Select every line below that contains the word "hair", copying each matching line in full. Matching is case-sensitive.

## Begin

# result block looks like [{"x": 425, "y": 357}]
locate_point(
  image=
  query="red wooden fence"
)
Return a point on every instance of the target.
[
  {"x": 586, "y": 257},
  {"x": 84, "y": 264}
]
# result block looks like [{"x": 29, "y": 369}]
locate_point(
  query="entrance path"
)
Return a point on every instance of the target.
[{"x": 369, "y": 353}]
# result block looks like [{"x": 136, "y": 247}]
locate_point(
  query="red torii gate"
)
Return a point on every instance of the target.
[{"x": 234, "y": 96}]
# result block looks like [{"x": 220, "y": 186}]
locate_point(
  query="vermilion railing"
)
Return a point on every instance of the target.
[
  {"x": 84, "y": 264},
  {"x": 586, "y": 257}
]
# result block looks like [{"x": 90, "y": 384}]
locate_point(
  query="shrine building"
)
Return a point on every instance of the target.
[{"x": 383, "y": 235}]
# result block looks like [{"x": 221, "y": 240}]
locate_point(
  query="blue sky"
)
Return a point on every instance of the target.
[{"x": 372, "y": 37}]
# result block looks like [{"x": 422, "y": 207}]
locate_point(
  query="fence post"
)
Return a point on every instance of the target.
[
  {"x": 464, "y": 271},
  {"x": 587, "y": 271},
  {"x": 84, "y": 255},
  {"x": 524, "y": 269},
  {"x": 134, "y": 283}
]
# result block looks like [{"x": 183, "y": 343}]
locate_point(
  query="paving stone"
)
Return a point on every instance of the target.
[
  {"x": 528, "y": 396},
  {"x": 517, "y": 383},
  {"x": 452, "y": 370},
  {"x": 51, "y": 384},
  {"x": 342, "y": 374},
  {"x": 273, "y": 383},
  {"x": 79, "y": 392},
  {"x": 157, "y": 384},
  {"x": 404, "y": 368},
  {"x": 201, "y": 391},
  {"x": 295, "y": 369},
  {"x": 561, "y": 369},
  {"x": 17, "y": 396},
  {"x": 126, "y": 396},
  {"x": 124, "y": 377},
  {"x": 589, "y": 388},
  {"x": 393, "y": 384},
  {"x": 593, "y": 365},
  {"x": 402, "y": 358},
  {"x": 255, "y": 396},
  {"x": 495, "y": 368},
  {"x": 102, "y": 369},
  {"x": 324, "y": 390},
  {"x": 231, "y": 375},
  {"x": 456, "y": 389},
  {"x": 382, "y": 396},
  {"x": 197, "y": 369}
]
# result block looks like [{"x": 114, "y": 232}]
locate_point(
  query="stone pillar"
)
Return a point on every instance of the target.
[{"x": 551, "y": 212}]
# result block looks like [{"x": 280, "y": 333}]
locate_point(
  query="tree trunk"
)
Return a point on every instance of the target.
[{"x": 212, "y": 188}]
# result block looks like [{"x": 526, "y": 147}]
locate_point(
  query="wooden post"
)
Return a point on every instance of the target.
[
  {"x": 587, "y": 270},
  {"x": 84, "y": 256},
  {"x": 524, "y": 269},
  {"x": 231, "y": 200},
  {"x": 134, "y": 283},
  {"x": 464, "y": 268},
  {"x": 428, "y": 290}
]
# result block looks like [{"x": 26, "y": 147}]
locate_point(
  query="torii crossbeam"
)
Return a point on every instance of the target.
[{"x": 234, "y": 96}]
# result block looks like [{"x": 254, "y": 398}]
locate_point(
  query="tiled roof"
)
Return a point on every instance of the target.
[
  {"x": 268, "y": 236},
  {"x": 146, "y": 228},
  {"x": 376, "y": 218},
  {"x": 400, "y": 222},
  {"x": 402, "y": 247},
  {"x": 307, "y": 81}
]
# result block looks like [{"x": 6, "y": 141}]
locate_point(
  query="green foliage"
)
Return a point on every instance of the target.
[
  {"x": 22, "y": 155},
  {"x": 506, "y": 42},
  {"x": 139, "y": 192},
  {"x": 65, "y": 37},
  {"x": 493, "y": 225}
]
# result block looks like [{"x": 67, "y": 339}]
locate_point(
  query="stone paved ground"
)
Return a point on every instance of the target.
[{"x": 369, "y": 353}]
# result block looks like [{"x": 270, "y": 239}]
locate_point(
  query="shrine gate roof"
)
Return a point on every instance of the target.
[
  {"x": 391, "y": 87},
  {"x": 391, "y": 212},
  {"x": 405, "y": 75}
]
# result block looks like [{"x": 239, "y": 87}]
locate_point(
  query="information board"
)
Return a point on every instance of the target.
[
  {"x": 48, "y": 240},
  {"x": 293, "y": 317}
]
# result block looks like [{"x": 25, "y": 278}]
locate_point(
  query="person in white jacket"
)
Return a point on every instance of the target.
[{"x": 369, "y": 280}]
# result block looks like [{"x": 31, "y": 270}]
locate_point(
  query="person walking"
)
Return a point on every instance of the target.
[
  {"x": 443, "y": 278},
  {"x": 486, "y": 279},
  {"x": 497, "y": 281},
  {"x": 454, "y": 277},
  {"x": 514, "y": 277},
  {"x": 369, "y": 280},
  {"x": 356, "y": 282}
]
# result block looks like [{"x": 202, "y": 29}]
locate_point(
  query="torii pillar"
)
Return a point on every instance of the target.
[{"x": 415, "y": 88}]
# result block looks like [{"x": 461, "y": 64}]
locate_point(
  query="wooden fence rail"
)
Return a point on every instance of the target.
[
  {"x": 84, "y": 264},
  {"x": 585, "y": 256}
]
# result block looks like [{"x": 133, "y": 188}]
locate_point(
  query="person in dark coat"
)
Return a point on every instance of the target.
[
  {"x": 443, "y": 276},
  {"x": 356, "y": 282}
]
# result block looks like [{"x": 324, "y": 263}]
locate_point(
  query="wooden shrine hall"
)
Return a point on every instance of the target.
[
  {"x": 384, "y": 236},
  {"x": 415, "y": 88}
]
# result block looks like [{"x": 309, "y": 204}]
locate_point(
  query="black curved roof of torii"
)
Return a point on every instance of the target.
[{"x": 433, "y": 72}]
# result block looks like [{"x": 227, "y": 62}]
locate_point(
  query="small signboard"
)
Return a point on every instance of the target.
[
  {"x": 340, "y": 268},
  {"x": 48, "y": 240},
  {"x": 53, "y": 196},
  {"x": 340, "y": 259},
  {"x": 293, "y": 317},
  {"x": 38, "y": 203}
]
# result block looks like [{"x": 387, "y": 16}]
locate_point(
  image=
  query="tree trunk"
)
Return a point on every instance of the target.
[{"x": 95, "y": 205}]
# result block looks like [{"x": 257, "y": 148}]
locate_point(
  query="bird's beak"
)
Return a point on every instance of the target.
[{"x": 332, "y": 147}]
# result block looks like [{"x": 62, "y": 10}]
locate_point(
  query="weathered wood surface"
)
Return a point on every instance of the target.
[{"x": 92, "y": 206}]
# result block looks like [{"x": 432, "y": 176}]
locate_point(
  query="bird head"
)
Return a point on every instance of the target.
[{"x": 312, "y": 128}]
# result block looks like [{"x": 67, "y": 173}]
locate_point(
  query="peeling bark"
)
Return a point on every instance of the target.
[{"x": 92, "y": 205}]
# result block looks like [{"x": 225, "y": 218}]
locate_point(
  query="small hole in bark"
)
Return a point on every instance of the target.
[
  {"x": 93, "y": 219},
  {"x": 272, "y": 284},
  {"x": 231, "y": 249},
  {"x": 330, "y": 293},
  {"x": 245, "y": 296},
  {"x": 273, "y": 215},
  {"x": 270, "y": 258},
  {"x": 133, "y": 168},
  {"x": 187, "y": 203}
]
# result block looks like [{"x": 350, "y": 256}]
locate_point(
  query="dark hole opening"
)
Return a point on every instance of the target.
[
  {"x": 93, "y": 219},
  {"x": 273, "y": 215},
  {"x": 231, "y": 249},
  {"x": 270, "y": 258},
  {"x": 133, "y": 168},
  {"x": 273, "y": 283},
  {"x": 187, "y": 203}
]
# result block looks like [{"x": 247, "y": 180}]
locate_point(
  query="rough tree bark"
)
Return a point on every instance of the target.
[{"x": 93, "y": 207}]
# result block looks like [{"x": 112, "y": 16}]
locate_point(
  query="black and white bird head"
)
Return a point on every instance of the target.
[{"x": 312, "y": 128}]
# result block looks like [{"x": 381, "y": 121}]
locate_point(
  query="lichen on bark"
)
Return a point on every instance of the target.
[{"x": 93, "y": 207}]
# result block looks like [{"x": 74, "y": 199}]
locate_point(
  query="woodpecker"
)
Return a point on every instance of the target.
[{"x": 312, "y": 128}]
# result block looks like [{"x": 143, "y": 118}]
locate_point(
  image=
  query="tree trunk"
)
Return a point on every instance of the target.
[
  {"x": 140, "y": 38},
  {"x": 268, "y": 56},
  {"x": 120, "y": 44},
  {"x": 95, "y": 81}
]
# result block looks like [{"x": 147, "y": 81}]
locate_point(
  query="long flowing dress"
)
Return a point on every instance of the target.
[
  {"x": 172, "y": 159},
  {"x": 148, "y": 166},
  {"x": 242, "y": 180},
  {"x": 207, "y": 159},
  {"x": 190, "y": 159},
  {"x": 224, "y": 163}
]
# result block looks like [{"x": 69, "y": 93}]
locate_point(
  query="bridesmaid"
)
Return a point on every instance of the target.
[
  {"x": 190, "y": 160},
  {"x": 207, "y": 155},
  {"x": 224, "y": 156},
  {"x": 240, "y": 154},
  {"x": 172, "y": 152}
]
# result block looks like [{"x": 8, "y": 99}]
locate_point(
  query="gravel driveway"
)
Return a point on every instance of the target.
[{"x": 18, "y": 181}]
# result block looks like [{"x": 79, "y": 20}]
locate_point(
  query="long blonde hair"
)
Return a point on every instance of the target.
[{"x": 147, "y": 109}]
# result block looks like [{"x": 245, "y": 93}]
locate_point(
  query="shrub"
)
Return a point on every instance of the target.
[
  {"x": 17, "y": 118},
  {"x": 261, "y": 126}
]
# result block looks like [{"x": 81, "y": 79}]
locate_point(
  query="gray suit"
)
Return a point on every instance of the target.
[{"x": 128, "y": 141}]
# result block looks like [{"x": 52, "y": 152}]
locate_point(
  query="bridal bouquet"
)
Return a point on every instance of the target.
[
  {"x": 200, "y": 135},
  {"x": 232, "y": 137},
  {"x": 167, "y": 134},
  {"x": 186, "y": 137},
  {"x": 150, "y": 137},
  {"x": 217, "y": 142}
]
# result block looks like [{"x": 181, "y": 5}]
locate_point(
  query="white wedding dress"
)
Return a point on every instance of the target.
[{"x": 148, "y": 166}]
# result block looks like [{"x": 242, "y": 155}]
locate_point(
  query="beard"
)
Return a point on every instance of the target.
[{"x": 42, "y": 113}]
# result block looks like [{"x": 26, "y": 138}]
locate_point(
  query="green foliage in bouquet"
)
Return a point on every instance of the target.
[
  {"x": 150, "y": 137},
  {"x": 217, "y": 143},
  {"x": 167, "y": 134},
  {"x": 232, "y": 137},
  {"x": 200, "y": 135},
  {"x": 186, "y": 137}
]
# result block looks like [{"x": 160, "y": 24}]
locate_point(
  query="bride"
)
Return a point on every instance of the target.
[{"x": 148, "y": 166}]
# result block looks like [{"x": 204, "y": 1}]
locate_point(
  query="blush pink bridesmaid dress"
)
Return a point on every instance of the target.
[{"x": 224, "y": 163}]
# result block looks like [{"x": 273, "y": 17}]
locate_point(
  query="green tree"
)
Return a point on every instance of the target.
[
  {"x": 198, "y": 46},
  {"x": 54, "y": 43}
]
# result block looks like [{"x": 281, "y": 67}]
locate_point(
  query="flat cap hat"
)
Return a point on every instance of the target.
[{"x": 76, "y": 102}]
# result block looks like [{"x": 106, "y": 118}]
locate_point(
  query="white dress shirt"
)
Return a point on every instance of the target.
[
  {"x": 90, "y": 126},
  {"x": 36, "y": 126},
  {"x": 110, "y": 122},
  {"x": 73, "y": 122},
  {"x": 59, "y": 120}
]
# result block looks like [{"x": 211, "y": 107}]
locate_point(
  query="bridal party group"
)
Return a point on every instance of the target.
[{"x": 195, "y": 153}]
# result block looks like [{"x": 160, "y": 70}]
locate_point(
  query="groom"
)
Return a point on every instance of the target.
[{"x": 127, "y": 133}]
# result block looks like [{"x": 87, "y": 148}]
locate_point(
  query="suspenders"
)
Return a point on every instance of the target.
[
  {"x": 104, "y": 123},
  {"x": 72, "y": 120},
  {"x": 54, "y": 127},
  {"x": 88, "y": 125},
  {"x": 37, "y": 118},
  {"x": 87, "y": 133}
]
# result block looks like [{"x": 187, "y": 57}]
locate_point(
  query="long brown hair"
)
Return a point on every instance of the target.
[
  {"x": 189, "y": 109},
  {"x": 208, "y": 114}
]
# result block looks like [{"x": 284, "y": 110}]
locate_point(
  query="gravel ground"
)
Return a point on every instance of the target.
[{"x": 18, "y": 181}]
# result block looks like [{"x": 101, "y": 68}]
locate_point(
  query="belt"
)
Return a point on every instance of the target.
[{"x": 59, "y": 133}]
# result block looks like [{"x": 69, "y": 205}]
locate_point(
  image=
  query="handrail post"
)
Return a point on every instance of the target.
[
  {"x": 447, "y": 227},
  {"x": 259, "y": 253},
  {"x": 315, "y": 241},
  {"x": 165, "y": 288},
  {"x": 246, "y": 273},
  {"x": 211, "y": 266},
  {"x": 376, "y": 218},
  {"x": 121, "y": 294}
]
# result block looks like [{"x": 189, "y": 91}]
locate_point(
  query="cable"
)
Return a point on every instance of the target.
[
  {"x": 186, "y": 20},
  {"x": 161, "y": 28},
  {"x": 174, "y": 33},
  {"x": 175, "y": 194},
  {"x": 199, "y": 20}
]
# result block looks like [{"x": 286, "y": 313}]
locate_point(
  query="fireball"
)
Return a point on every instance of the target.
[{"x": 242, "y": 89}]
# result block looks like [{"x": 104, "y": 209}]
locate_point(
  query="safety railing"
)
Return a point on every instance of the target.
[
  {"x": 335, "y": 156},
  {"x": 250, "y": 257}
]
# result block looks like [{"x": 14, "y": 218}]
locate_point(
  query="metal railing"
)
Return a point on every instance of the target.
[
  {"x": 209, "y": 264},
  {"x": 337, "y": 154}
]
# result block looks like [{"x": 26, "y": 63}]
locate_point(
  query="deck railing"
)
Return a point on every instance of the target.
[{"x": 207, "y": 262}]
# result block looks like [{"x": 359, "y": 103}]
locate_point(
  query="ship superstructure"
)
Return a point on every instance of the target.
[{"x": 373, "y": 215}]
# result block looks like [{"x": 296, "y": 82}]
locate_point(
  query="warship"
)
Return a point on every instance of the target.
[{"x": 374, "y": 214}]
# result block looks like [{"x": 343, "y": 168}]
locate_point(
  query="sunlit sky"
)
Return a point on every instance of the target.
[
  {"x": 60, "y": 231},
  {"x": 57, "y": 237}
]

## End

■ Solution below
  query="long blonde hair"
  query="long brown hair"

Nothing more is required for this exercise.